▶ **Brief 1**
Write out the passage from the operational example on complaint themes, beginning at the words "Support approach: The" and stopping after "the governance summary.".
▶ **Brief 2**
In Step 1 of the operational example on complaint themes, which details does the administrator record in the feedback and complaints dashboard? List each one.
▶ **Brief 3**
Proceed with the operational example on turning feedback and complaint themes into service improvement, starting after its last sentence.

▶ **Source extract**
== Segment start ==
Operational example 3: turning feedback and complaint themes into service improvement

Context: A residential care provider preparing to register wanted to show how routine feedback, compliments and complaints would feed into governance rather than sit in separate systems. The baseline challenge was evidencing learning, not just response.

Support approach: The provider integrated complaints and feedback into quality assurance because registration readiness requires proof that the service learns from what people say, not just that it replies to them.

Step-by-step delivery:

  • Step 1: The administrator collates weekly feedback, complaints and compliments, recording source, issue type, service area, timescale performance and sentiment in the feedback and complaints dashboard.
  • Step 2: The Registered Manager reviews the dashboard weekly, records emerging themes such as communication delay, missed call timing or staff attitude and notes whether the pattern is isolated or systemic in the governance summary.
  • Step 3: Where a theme is confirmed, the Registered Manager opens a quality improvement action, records the root issue, named owner, deadline, expected outcome and measurement method in the action tracker.
  • Step 4: Managers implement the agreed change, such as updated communication standards, rota review, staff briefing or supervision focus, and record completion evidence in supervision records, briefing logs or audit files.
  • Step 5: At the next monthly governance meeting, leaders compare the new feedback and complaint trend data to baseline, record whether improvement is evidenced and either close, extend or escalate the action depending on results.

What can go wrong: Feedback may be collected but treated as anecdotal, preventing leaders from identifying themes early and weakening assurance that the service is learning.

Early warning signs: Repeated low-level dissatisfaction, compliment and complaint themes never discussed in governance, or actions closed without measurable review.

Governance: Weekly dashboard review, monthly complaints-theme analysis and quarterly provider oversight of unresolved or repeated service concerns.

Outcomes: Effectiveness is evidenced through faster response times, reduced repeat complaint themes and improved satisfaction feedback after action plans are implemented. Evidence is triangulated through dashboards, action logs, survey returns and governance review records.
== Segment end ==
▶ **Dataset extract**
== Segment start ==
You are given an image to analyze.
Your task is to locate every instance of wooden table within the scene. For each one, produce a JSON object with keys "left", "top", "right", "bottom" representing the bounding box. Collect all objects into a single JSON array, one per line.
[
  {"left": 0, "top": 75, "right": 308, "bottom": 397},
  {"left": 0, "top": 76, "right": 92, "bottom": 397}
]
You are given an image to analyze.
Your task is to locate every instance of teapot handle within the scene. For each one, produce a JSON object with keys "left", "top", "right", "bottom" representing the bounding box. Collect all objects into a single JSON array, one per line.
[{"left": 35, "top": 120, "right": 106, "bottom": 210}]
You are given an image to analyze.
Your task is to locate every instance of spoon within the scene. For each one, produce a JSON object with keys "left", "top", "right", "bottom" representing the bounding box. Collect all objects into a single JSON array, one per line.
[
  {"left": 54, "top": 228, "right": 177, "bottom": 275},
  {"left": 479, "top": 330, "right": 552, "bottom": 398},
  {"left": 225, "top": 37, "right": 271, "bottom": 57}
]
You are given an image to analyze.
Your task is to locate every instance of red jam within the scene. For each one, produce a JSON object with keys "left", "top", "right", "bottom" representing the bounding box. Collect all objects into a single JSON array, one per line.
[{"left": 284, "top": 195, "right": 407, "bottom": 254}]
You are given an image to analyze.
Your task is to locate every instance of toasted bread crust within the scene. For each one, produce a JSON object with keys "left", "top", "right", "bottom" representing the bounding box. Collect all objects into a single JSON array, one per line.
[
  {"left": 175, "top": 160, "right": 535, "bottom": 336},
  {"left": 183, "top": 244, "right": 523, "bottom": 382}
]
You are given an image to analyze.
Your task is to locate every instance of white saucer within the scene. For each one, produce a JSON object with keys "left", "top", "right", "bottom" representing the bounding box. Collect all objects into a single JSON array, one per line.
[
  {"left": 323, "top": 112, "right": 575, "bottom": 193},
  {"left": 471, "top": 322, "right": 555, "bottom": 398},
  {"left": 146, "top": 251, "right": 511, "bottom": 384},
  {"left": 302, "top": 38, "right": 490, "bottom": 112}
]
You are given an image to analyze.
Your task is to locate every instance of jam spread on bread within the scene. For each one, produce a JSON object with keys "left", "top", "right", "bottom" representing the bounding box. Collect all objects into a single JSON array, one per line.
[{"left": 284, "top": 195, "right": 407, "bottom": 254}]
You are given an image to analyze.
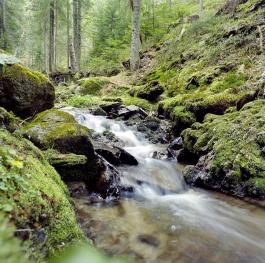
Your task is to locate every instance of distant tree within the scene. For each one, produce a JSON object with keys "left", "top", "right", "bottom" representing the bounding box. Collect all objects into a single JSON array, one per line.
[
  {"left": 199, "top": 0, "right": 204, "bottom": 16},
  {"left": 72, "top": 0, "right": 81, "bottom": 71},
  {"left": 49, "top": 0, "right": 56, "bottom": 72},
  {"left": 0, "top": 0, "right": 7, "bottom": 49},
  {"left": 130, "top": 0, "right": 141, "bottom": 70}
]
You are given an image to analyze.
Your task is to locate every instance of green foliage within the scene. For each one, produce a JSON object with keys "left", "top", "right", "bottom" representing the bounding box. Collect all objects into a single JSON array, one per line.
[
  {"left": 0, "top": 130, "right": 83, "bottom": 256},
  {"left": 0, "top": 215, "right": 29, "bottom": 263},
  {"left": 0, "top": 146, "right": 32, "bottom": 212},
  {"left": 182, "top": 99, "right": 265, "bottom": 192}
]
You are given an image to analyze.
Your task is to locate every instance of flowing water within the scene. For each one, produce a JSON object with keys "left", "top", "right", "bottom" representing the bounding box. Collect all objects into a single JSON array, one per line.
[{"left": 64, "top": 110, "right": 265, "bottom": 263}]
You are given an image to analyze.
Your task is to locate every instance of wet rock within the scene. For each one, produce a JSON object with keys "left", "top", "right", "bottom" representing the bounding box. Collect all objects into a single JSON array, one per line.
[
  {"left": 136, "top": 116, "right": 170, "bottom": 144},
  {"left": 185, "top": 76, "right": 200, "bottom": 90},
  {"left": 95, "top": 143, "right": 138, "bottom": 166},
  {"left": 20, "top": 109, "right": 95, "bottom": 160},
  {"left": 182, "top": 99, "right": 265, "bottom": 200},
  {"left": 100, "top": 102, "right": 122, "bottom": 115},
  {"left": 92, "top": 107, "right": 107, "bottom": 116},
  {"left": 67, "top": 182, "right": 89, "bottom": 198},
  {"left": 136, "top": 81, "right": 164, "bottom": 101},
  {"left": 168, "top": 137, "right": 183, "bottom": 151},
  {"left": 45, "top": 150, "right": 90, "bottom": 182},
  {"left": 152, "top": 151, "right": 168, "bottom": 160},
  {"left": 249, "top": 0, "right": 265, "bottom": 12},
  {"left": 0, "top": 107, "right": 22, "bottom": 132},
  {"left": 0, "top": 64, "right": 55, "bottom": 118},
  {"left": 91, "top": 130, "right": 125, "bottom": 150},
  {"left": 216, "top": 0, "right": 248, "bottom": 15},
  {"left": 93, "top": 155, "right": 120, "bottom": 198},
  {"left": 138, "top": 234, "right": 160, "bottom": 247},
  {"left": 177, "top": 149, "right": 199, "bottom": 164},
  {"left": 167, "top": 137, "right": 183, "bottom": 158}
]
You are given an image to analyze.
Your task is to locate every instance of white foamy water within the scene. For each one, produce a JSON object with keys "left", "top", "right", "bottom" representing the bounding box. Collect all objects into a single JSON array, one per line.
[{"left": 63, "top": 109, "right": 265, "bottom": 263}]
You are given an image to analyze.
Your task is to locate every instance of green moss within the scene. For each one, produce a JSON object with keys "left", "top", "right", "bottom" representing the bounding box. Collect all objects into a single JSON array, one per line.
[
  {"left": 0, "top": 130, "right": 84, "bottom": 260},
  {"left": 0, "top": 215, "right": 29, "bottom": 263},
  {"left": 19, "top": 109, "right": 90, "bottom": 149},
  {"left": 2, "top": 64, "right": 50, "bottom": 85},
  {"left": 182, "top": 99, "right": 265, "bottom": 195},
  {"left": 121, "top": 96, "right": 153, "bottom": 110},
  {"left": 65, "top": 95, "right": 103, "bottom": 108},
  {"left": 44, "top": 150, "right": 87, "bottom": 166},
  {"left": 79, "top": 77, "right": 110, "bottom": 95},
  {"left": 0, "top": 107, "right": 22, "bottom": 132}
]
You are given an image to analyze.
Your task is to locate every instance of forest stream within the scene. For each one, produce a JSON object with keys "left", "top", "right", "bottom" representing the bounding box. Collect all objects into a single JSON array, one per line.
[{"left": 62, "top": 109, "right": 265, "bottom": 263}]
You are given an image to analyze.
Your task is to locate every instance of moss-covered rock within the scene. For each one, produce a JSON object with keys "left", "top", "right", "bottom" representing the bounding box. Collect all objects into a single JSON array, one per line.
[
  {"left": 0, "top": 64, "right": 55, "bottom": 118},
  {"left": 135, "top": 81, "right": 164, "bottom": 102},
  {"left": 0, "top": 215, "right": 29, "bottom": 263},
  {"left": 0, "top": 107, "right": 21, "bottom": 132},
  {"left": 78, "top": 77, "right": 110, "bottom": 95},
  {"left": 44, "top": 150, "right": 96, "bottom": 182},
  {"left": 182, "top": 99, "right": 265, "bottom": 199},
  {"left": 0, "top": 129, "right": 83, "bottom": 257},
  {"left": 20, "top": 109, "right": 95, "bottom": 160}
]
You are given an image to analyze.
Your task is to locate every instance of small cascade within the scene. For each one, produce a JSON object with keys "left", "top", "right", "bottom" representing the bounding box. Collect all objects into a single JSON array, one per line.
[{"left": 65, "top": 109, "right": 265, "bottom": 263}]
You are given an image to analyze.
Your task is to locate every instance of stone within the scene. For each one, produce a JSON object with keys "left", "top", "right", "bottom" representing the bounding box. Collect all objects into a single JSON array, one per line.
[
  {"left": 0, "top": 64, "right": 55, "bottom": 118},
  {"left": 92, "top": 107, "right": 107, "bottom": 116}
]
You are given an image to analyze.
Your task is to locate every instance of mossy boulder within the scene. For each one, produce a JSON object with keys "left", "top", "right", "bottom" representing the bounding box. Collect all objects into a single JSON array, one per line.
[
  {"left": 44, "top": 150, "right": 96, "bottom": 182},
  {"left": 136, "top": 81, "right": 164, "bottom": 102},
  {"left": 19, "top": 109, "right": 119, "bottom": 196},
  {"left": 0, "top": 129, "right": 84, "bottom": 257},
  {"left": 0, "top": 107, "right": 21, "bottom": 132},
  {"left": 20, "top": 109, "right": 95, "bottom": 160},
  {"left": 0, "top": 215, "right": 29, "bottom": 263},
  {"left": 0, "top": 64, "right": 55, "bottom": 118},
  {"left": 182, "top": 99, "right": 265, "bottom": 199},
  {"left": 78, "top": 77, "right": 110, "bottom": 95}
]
== Segment end ==
== Segment start ==
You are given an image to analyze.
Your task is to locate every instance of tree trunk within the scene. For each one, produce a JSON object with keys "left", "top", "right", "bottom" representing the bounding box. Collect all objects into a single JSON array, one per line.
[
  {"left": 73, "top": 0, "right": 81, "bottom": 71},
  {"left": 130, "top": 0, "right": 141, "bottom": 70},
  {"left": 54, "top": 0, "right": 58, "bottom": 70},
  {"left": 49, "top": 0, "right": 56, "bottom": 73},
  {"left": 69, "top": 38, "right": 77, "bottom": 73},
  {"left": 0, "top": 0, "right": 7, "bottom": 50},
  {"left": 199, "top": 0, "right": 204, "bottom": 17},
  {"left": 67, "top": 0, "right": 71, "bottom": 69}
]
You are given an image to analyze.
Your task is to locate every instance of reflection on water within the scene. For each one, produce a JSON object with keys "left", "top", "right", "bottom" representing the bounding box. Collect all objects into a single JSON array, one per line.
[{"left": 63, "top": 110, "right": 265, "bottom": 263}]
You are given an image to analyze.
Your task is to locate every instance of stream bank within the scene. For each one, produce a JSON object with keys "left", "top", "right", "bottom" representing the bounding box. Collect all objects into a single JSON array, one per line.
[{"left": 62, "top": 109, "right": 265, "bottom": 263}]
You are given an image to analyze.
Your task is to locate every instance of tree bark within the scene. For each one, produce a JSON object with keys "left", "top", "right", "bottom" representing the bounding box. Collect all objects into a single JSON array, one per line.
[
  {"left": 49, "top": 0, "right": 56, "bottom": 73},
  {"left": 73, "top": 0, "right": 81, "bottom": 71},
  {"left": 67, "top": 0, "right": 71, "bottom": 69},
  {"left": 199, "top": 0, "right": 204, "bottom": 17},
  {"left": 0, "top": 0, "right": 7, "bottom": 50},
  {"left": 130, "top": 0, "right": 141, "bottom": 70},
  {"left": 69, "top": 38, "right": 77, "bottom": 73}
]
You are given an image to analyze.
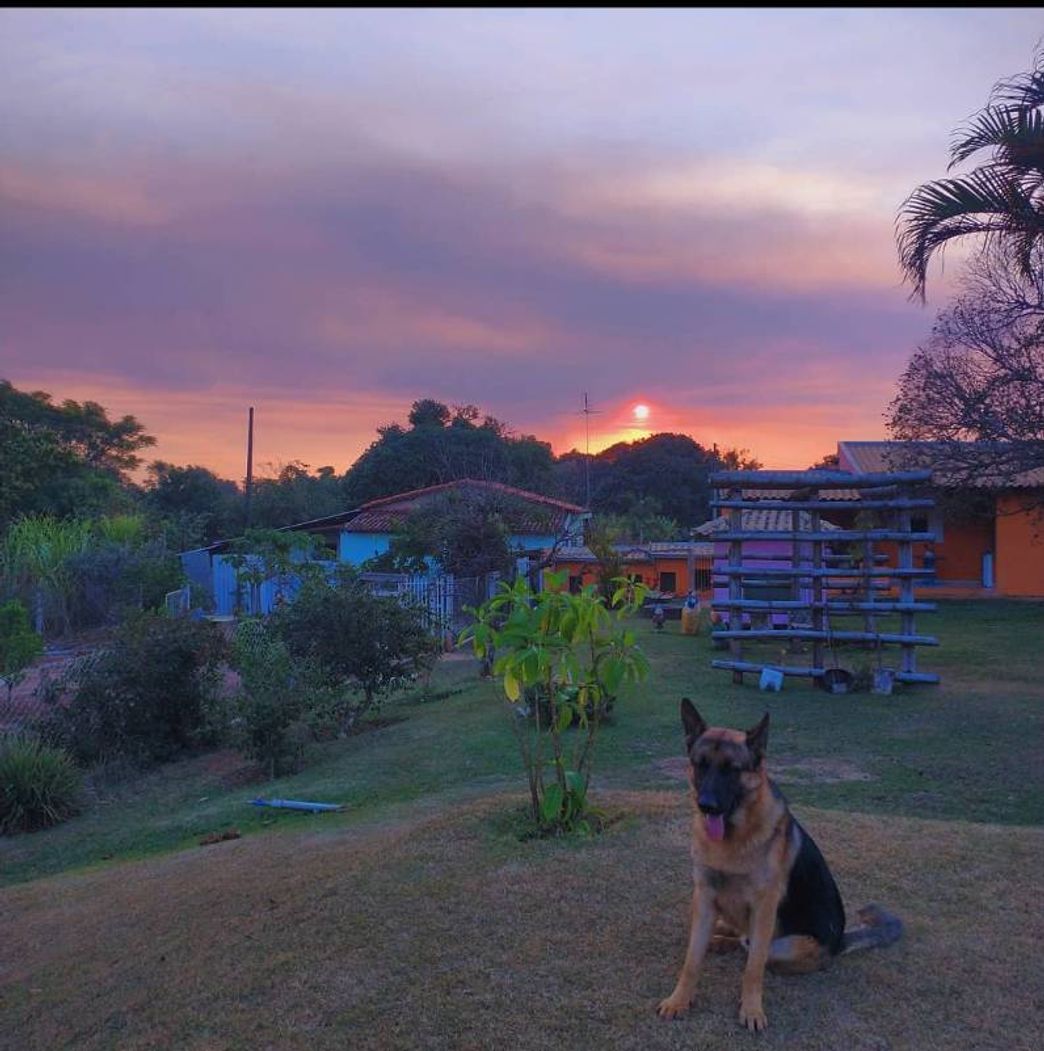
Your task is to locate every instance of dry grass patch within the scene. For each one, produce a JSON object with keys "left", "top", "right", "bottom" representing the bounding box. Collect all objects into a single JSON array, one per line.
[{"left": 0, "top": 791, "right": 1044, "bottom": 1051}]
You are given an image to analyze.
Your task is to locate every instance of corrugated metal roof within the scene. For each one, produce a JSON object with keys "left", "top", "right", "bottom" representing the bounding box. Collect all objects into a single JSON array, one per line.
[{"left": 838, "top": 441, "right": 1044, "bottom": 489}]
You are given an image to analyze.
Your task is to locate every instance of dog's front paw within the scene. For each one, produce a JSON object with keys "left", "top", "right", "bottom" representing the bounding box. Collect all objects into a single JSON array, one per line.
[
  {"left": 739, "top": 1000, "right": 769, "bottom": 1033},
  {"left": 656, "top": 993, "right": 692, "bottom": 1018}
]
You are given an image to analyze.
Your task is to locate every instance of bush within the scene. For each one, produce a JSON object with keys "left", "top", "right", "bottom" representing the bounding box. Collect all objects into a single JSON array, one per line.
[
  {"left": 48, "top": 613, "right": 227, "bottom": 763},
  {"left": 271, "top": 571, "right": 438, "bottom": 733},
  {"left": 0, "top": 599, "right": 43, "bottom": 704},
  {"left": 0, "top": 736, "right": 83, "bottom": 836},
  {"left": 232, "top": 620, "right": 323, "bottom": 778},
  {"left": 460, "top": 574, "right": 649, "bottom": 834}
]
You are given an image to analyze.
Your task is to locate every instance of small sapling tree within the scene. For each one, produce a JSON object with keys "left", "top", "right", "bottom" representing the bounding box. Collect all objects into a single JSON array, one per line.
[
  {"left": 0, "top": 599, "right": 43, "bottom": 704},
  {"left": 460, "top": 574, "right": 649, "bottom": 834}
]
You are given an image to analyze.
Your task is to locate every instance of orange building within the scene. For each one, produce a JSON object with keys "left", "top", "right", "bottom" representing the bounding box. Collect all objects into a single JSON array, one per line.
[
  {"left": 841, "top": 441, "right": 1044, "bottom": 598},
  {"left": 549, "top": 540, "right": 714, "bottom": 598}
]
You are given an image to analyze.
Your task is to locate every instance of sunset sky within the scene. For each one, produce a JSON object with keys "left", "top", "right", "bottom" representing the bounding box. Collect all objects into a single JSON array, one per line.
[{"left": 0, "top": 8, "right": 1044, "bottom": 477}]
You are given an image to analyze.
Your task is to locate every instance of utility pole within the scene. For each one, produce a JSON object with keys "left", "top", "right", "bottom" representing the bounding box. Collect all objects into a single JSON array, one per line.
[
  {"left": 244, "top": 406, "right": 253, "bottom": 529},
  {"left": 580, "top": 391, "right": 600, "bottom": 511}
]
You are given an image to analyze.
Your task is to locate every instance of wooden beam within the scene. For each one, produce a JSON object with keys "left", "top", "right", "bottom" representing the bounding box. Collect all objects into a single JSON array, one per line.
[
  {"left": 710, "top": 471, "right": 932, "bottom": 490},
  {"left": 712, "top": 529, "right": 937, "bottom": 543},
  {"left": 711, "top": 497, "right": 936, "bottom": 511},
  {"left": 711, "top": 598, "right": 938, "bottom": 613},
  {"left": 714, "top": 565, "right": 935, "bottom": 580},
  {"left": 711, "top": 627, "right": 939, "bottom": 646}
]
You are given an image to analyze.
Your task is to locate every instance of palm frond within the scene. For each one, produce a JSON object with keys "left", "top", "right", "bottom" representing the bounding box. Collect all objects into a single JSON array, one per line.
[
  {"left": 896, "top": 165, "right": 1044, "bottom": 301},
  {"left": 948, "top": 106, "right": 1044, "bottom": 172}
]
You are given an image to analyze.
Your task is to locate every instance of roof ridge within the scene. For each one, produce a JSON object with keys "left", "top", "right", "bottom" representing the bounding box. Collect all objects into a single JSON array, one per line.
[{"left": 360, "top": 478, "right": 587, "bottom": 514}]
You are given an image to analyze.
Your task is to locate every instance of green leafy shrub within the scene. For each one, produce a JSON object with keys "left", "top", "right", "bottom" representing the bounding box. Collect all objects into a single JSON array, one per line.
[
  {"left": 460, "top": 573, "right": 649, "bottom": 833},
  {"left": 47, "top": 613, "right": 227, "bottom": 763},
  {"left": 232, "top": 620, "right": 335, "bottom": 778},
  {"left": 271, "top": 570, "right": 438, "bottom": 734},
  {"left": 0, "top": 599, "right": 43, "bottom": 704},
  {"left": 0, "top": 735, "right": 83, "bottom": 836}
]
== Segment end ==
== Segment start ==
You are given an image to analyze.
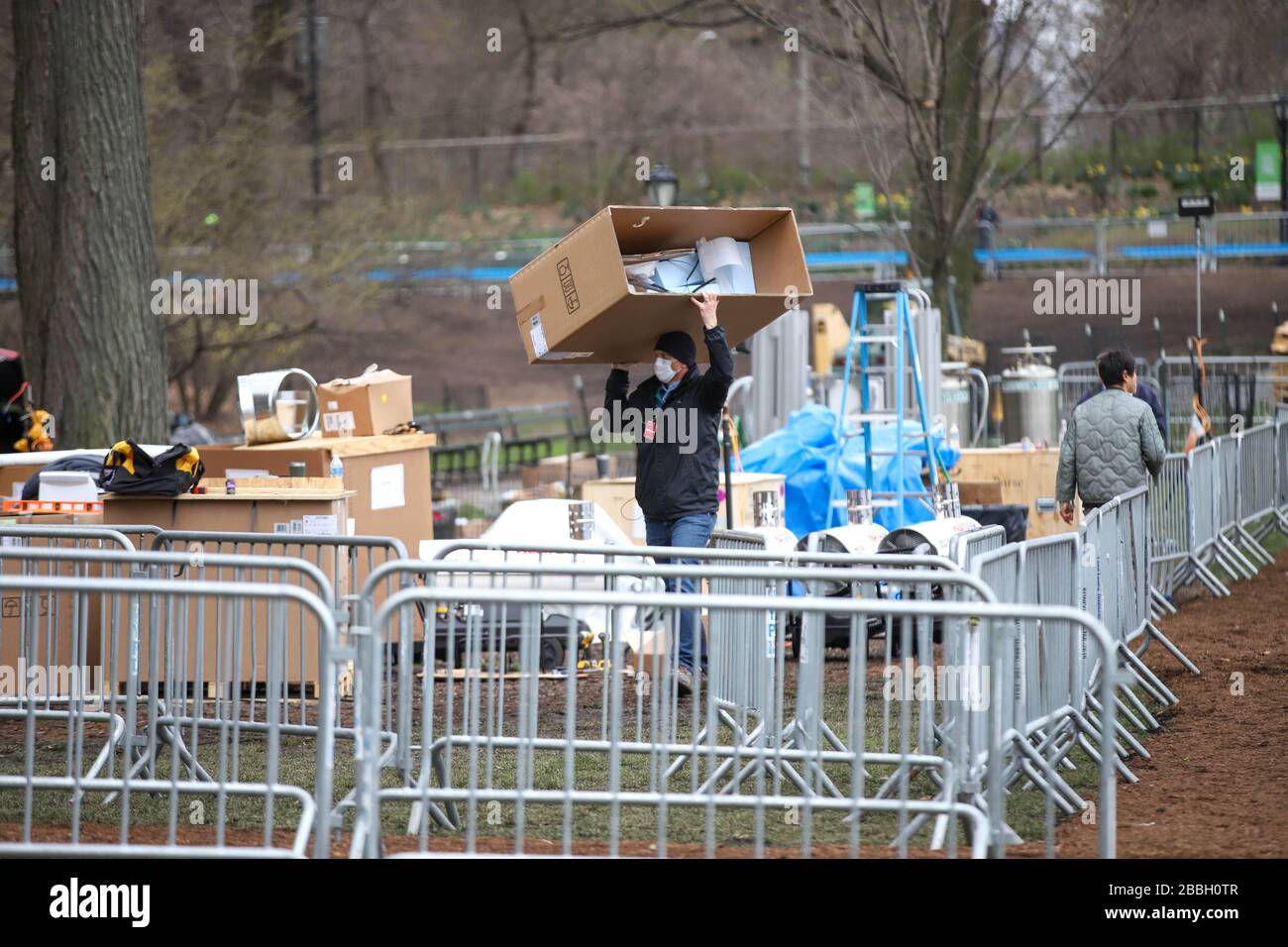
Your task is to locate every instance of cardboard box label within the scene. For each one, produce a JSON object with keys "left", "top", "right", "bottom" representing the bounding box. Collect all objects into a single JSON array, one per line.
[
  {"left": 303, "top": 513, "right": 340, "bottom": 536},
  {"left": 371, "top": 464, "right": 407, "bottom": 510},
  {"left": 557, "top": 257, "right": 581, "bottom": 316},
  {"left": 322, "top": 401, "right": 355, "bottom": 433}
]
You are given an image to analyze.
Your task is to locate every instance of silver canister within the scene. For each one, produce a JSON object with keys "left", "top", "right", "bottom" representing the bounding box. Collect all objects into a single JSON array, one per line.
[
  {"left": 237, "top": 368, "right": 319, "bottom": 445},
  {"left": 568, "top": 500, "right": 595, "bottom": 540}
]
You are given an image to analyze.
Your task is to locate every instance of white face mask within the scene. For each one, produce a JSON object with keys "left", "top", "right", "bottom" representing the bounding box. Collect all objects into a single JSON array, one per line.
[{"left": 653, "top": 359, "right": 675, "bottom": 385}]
== Segment end ==
▶ **Answer 1**
Support approach: The provider integrated complaints and feedback into quality assurance because registration readiness requires proof that the service learns from what people say, not just that it replies to them.

Step-by-step delivery:

  • Step 1: The administrator collates weekly feedback, complaints and compliments, recording source, issue type, service area, timescale performance and sentiment in the feedback and complaints dashboard.
  • Step 2: The Registered Manager reviews the dashboard weekly, records emerging themes such as communication delay, missed call timing or staff attitude and notes whether the pattern is isolated or systemic in the governance summary.

▶ **Answer 2**
- source
- issue type
- service area
- timescale performance
- sentiment

▶ **Answer 3**
Commissioner expectation

Commissioner expectation: Commissioners will expect providers to demonstrate that complaints and feedback systems are open, timely and capable of driving service improvement. They are likely to look for evidence that concerns are not minimised and that recurring themes are acted on at management level.

Regulator / Inspector expectation

Regulator / Inspector expectation: CQC is likely to test whether complaints handling is consistent, transparent and linked to learning. Inspectors may compare logs, response letters, duty of candour records, action trackers and governance minutes to assess whether the service is genuinely responsive.

Governance and oversight

Strong complaints readiness should include same-day recording, clear classification, response timescales, complaint investigation templates, duty of candour decision routes and governance review of themes and closure evidence. The Registered Manager should be able to show how concerns become actions and how actions are checked for impact. That is what turns a complaints policy into an operational assurance system.

Conclusion

Complaints handling, feedback systems and duty of candour readiness are evidenced through clear intake, structured investigation, transparent communication and measurable learning. Providers must show that concerns are recorded consistently, reviewed proportionately and translated into operational change where needed. A Registered Manager should be able to demonstrate to CQC how complaint information is tracked, how openness is maintained and how recurring themes are escalated and resolved through governance. When response systems, managerial oversight and improvement actions are aligned, complaints handling becomes a strong indicator of provider readiness rather than a risk point at registration.